═══ EXERCISE DATA
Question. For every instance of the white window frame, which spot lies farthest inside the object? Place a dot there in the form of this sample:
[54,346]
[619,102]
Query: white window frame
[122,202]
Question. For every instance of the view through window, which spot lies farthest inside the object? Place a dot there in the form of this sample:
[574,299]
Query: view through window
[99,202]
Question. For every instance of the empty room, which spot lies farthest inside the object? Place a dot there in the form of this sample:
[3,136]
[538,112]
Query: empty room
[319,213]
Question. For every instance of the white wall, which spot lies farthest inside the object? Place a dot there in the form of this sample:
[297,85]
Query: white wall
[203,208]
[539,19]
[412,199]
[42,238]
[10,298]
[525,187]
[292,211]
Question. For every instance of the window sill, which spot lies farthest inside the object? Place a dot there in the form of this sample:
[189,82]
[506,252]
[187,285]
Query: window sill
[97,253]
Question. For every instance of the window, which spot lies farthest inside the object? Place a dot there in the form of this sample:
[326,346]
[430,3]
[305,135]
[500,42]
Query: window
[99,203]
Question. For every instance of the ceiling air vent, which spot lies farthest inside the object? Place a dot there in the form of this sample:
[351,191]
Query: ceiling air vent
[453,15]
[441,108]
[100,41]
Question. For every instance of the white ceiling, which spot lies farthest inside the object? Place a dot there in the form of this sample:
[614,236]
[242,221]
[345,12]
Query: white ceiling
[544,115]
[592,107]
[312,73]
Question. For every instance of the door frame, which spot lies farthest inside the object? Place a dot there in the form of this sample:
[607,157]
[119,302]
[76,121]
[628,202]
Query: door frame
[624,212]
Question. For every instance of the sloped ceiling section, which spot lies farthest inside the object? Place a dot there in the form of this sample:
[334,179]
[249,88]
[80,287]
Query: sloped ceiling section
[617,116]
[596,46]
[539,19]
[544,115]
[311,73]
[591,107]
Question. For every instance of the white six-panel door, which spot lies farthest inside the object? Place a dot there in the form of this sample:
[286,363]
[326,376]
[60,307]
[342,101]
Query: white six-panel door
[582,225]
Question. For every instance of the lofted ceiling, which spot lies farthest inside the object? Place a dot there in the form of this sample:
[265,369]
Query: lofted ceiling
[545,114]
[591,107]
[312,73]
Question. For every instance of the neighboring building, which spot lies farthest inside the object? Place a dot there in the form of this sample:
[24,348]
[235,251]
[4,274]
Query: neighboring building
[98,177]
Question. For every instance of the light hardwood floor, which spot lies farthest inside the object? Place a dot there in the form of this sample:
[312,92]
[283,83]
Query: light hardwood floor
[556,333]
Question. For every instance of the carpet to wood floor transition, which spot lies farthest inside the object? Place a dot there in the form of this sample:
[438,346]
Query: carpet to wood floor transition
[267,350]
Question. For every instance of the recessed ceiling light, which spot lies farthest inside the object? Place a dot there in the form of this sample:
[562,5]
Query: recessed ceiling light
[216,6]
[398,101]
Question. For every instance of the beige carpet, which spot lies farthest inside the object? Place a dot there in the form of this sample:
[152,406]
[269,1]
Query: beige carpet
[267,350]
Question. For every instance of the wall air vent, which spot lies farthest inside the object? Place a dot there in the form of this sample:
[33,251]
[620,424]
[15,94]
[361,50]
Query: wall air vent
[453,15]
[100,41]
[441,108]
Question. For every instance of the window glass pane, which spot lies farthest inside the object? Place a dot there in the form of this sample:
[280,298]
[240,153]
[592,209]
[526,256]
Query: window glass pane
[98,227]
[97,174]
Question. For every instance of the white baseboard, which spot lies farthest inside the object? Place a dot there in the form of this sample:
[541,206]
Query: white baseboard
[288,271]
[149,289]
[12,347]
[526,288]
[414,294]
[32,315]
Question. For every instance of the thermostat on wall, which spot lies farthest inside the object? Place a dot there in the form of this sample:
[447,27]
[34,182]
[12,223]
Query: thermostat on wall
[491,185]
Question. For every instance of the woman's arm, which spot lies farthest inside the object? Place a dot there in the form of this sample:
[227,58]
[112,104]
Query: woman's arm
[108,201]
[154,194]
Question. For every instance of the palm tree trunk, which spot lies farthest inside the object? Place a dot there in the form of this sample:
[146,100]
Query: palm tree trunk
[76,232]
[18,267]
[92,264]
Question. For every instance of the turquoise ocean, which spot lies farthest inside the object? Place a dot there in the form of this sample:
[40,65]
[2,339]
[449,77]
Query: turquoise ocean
══════
INSTRUCTION: Retype the data in full and match it exactly.

TASK RESPONSE:
Question. For every instance of the white window frame, which spot lies farthest inside the object? Place a dot there in the form of this sample:
[54,346]
[619,102]
Query: white window frame
[122,202]
Question. For every instance of the view through window, which spot lies farthest inside the object? Place a dot there in the form of this sample:
[574,299]
Query: view through window
[99,202]
Question. For every instance of the empty room, which spot lies farthest inside the object? Place a dot there in the form of this sample:
[3,136]
[538,112]
Query: empty room
[319,213]
Question. For every instance of the white wall, which spot lies farthest inside the object? Place a dot there in the form of this sample:
[297,85]
Query: white wall
[203,208]
[539,19]
[412,199]
[42,238]
[10,298]
[525,187]
[292,211]
Question. For every instance of the window sill, which spot lies farthest inside the object? Place a dot there in the form of this sample:
[189,82]
[506,252]
[187,285]
Query: window sill
[97,253]
Question. For every instance of the window, which spot lies farthest inside the object? Place a dot there in the form of this sample:
[326,346]
[430,3]
[305,135]
[500,42]
Query: window
[99,203]
Question. For every instance of the ceiling air vent, which spot lies farthest inside the object? Place a dot there in the form of this sample:
[351,191]
Query: ceiling air vent
[453,15]
[441,108]
[100,41]
Question. For every instance of the white ceiling, which spot lies farthest inside the object? Place a dot there in the form of this sample:
[614,236]
[242,221]
[345,12]
Query: white ceiling
[544,115]
[592,107]
[312,73]
Question. For every instance of the door frame, which spot lies farthest inside the object? Place a dot there in the form of this sample:
[607,157]
[119,302]
[76,121]
[628,202]
Query: door frame
[624,212]
Question. For every instance of the sloped ceiling section, which spot lies farthest inside the object? Place a dot there in the form of this sample:
[334,179]
[249,88]
[80,287]
Query: sloped ceiling section
[617,116]
[596,46]
[539,19]
[544,115]
[311,73]
[591,107]
Question. For every instance of the white six-panel door, which spot lies farthest inside the object? Place a dot there in the form of this sample:
[286,363]
[326,376]
[60,307]
[342,101]
Query: white six-panel door
[582,225]
Question. For every instance of the lofted ceiling, which spot lies farthest inside the object? Place a dot there in the form of this sample:
[265,369]
Query: lofted ceiling
[545,114]
[591,107]
[312,73]
Question. For every instance of the neighboring building, which spot lies farthest inside the object? Place a dot there in the form of this sample:
[24,348]
[235,251]
[4,274]
Query: neighboring building
[98,177]
Question. For every instance of the light hardwood floor, which spot lies farthest inside the object? Place a dot there in the form of this sample:
[312,92]
[283,83]
Query: light hardwood floor
[556,333]
Question. For every instance of the carpet to wood floor transition, which spot lies farthest inside the object? Place a dot there in the form of this sample:
[438,346]
Query: carpet to wood floor transition
[267,350]
Question. For every instance of the recessed ceiling light, which spot lies farthest inside the object? Place a dot there in the form of this sample:
[562,5]
Query: recessed ceiling light
[216,6]
[398,101]
Question. For every instance of the beige carpet, which spot lies farthest inside the object? Place a dot there in the form of this sample:
[152,406]
[269,1]
Query: beige carpet
[267,350]
Question. For every instance of the wall air vent, which spot lies farthest inside the object? Place a dot there in the form of this sample:
[33,251]
[620,424]
[15,94]
[361,50]
Query: wall air vent
[453,15]
[100,41]
[441,108]
Question. For every instance of the window glass pane, which spot lies farthest inside the object? Place a dot there in the form of this sample:
[280,298]
[240,153]
[592,209]
[526,256]
Query: window glass pane
[98,227]
[97,174]
Question. For every instance of the white baseboard, which spot lies farthest inside the object? Place a dot there in the form of this sample:
[541,206]
Query: white baseboard
[288,271]
[149,289]
[12,347]
[526,288]
[414,294]
[32,315]
Question. For every instance of the thermostat on wall, which spot lies farthest inside the object? Place a dot there in the form of this sample:
[447,27]
[34,182]
[12,223]
Query: thermostat on wall
[491,185]
Question. For every instance of the woman's arm, which spot lies farthest inside the object? Place a dot there in the form of this sample:
[227,58]
[112,104]
Query: woman's arm
[108,201]
[154,194]
Question. For every instance of the palm tree trunk, which spot lies farthest inside the object? Place a dot there in the form of this sample:
[146,100]
Query: palm tree trunk
[76,232]
[18,267]
[92,264]
Question. For every instance of the turquoise ocean, which spot lies farthest inside the object? Place a dot there in the form of this sample:
[40,65]
[2,339]
[449,77]
Query: turquoise ocean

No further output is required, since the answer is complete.